▶ **What the task asks**
How many lines of the material below contain the string "text", with case counting? Reply with the number alone.

▶ **Stored records**
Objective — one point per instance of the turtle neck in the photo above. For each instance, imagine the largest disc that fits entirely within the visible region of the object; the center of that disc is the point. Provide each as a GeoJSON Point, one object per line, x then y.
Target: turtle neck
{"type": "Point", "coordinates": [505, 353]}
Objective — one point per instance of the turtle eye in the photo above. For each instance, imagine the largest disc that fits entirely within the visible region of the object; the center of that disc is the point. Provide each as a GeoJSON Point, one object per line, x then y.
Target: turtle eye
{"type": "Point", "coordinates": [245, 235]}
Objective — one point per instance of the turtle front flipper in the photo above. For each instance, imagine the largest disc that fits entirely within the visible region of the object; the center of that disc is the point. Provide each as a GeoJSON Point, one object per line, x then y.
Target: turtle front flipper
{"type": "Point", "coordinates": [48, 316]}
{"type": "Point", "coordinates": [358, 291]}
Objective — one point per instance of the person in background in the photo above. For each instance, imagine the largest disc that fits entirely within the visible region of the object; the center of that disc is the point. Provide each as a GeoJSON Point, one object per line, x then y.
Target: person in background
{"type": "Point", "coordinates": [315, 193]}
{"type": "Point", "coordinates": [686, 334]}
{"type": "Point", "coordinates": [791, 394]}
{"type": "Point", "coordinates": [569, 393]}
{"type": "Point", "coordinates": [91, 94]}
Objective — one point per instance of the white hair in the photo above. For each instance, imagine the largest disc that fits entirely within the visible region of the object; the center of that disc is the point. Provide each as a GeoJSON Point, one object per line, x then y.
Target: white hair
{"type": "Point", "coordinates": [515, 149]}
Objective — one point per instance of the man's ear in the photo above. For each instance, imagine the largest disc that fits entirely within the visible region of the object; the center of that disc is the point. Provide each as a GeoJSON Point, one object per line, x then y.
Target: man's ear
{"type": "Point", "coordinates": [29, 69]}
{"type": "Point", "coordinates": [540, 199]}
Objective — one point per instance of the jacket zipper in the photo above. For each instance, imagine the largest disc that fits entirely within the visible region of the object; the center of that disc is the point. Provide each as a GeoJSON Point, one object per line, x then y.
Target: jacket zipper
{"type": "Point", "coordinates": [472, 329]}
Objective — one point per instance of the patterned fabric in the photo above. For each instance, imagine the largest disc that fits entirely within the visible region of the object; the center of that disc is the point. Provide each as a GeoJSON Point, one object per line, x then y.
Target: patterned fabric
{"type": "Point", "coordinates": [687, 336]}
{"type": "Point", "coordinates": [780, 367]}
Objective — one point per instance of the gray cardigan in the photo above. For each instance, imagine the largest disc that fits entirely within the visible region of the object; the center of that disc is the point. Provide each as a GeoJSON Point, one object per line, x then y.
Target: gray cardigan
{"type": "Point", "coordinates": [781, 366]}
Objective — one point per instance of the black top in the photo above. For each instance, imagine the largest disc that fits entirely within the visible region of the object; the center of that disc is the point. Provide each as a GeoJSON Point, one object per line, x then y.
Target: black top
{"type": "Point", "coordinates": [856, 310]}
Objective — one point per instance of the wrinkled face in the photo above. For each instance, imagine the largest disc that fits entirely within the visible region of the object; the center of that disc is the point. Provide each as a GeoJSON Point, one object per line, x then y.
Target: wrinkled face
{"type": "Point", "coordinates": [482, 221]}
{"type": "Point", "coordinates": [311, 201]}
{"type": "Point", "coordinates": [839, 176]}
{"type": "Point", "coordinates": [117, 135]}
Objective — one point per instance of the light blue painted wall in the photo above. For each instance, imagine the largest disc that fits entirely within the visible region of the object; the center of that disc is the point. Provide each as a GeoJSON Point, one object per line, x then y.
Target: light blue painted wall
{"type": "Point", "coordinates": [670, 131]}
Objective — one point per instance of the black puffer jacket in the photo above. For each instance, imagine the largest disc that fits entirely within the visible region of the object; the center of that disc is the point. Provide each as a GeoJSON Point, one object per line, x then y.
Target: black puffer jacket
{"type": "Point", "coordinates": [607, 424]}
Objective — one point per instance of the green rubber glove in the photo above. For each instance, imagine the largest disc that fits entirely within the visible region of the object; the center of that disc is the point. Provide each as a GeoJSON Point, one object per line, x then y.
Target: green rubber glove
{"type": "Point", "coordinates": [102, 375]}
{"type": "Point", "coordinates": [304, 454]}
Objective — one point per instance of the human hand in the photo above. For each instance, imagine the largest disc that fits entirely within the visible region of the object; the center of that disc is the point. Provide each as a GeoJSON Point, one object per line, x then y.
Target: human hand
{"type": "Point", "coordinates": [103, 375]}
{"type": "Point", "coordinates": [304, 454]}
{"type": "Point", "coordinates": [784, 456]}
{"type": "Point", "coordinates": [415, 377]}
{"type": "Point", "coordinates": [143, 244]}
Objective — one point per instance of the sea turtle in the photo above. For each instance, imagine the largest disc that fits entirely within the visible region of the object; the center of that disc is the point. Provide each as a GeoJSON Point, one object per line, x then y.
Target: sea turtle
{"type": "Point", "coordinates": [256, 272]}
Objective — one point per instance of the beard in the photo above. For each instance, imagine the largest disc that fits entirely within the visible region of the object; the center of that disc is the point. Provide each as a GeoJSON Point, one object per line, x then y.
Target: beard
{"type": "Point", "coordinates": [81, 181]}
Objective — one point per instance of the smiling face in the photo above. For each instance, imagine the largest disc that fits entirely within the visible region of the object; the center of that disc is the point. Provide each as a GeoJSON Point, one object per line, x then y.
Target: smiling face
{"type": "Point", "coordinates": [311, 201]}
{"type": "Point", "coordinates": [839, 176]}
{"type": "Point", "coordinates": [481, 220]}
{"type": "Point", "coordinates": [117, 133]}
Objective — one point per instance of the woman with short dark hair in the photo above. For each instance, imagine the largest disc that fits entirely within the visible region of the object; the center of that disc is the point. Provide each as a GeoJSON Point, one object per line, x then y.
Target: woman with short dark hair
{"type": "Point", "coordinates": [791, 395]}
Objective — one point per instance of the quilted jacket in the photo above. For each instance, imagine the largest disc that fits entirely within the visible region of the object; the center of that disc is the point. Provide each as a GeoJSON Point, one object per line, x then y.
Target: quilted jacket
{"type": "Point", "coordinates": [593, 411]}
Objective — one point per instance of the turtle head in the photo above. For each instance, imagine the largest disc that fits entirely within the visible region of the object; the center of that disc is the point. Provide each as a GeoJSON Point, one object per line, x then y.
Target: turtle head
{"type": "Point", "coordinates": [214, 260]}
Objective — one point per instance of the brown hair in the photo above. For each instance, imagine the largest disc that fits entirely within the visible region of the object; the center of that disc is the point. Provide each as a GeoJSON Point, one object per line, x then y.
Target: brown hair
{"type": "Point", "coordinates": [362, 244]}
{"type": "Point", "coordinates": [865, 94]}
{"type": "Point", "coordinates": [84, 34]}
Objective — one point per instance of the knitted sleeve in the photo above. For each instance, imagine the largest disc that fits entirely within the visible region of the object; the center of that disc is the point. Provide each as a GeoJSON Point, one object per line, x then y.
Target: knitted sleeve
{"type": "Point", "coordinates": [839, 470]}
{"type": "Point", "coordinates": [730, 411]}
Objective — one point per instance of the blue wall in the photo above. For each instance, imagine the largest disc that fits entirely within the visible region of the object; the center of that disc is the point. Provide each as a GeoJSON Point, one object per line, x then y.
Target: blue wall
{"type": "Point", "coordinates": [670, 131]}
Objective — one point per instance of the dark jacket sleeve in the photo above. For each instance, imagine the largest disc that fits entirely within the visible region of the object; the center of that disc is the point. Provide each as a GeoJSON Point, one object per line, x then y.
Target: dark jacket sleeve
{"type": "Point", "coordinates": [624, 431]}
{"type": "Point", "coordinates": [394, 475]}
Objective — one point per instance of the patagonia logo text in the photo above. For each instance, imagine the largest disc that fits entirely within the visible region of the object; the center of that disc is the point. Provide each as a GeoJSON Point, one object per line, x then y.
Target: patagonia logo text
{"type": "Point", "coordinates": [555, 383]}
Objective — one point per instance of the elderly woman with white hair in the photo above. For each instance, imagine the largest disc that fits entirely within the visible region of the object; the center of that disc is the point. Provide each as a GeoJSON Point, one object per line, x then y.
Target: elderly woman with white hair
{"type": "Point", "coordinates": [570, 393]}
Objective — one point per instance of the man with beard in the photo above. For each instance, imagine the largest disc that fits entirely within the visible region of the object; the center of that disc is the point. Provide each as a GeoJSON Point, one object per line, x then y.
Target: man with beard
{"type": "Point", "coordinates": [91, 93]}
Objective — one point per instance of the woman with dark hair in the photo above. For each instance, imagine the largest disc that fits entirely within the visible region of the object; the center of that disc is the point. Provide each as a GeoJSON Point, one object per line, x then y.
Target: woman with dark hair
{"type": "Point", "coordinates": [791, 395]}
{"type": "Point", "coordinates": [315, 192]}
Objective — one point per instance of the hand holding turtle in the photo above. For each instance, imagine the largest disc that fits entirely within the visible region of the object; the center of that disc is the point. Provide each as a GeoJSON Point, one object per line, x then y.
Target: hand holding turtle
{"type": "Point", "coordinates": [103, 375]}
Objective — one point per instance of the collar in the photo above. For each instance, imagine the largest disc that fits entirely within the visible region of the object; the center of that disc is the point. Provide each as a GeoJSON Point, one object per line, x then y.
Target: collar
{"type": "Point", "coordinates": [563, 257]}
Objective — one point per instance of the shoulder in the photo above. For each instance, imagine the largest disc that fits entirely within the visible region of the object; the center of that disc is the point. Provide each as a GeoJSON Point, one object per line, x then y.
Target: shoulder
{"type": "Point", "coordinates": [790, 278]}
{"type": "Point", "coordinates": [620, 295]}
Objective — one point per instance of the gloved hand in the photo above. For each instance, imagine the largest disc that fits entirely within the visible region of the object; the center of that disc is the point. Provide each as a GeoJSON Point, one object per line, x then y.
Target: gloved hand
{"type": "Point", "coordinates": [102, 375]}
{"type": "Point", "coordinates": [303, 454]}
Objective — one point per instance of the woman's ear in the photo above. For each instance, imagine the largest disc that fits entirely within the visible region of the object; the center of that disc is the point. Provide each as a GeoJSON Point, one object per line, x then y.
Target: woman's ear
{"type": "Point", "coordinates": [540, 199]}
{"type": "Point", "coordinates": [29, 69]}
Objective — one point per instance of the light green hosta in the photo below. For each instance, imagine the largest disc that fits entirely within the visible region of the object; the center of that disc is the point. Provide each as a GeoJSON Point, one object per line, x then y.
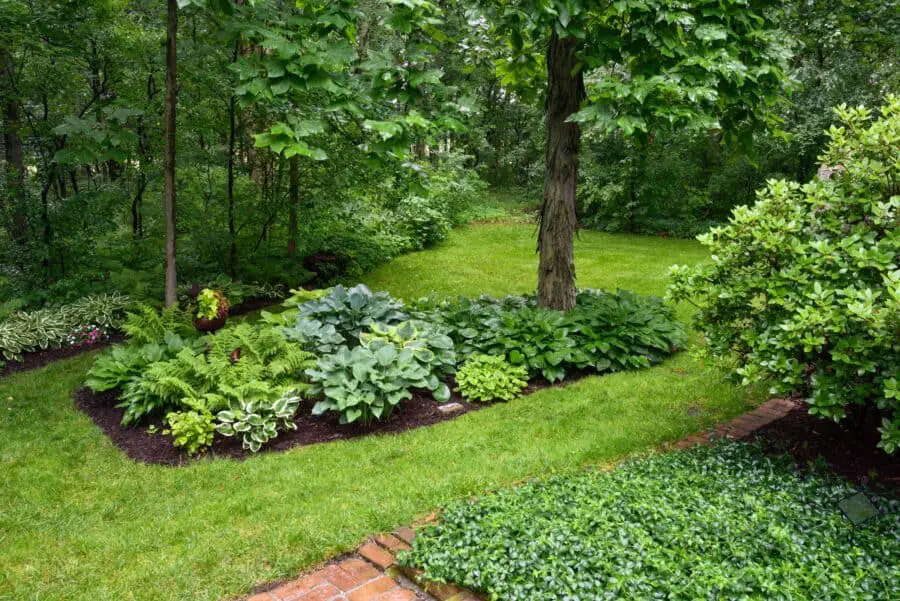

▶ **Finished exercise**
2